EXCERPT PROVIDED:
==========

The UPDF is tracking all rebel remnants

Dec 03, 2002

OPEN-AIR talk shows are now the in-thing today. Ekimeeza at Club Obligato, hosted by Radio One was the first public talk show. Later CBS and Radio Simba joined in the craze, with Mambo Bado and Ingaho Akataho respectively

By Ndinawe Byekwaso

OPEN-AIR talk shows are now the in-thing today. Ekimeeza at Club Obligato, hosted by Radio One was the first public talk show. Later CBS and Radio Simba joined in the craze, with Mambo Bado and Ingaho Akataho respectively. They however, packaged their talk shows in Luganda.

This is the scene in Kampala but the trend is spreading to other towns with local stations in Masaka and Masindi hosting talk shows..

Every Saturday and Sunday in the afternoon especially in the suburbs of Kampala, most people in drinking joints, malwa groups and even in homes, are glued to their radios listening to the talk shows. Some individuals like Mr. Tamale Mirundi and Ms Namboze have become household names, with Mirundi being referred to as a ‘political consultant’.

To many people, this is seen as the growth of democracy. Some of the cardinal principles of democracy are freedom of the press and speech. These have been achieved in one go. The electronic media broadcast what the people want and in turn the people express their opinions.

Indeed the bimeeza have made some positive contributions towards the promotion of democracy. Ideally, they have provided a platform for the people who would otherwise have never got the chance to express their views to such a wide audience.

==========

EXERCISE DATA:
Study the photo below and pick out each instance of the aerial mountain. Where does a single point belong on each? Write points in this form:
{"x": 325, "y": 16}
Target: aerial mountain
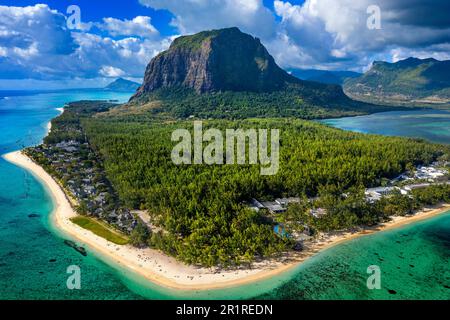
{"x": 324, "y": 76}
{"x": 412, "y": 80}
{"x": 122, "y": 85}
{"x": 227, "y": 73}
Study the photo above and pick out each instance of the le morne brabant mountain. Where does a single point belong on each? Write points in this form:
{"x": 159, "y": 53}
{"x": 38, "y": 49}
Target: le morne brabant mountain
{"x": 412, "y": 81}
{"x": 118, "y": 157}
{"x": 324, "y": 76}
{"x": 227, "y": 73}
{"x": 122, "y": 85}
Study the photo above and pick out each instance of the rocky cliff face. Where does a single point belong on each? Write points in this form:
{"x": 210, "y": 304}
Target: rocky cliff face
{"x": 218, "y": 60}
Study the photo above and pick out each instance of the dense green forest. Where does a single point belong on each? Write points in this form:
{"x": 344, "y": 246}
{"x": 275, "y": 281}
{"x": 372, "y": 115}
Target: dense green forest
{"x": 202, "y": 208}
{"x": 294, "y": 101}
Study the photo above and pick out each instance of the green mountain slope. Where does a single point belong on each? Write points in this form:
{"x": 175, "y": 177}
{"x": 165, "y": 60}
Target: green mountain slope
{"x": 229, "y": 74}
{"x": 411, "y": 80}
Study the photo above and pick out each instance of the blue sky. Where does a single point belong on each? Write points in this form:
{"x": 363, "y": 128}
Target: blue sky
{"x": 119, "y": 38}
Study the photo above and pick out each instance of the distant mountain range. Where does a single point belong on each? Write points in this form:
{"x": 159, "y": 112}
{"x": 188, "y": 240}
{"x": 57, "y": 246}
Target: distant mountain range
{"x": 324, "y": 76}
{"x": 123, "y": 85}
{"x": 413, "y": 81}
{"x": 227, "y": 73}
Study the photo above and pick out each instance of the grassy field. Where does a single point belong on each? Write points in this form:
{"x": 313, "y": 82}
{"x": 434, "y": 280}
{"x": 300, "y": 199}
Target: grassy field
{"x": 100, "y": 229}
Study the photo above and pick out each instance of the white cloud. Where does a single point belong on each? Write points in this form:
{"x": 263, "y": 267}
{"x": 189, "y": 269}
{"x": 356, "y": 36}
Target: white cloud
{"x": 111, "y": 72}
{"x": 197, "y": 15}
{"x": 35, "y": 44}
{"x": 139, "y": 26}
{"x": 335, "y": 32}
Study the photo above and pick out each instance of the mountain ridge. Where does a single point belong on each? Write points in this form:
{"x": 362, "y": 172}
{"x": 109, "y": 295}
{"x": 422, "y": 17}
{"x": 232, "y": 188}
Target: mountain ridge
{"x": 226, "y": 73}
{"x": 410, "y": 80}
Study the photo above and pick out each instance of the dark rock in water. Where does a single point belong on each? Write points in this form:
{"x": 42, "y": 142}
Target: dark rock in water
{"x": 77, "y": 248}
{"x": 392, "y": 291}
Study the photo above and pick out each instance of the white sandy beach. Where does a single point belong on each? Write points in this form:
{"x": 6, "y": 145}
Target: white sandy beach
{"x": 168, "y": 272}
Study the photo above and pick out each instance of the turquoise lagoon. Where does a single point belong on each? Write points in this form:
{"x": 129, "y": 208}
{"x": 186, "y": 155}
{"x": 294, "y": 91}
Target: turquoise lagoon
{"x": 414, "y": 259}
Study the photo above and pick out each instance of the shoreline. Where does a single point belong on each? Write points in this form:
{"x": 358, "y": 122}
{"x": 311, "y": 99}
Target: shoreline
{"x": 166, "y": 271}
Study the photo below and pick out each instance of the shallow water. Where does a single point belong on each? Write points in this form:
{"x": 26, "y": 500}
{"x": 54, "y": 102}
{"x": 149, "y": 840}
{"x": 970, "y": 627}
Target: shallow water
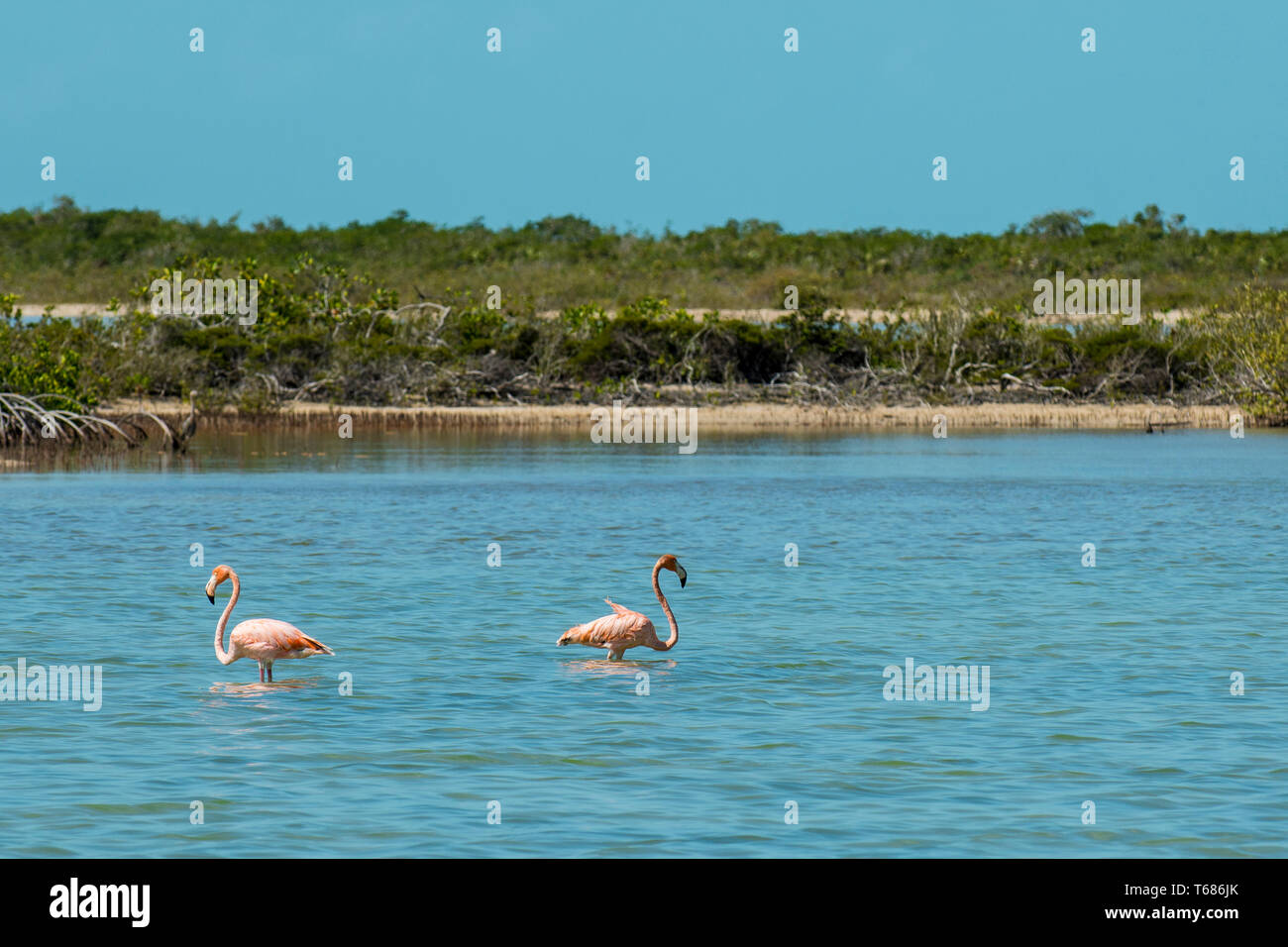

==========

Could you reproduce the part of the article on open-air radio talk shows starting at "By Ndinawe Byekwaso" and ending at "hosting talk shows..", word for word? This listing comes from a different source than the article on open-air radio talk shows.

By Ndinawe Byekwaso

OPEN-AIR talk shows are now the in-thing today. Ekimeeza at Club Obligato, hosted by Radio One was the first public talk show. Later CBS and Radio Simba joined in the craze, with Mambo Bado and Ingaho Akataho respectively. They however, packaged their talk shows in Luganda.

This is the scene in Kampala but the trend is spreading to other towns with local stations in Masaka and Masindi hosting talk shows..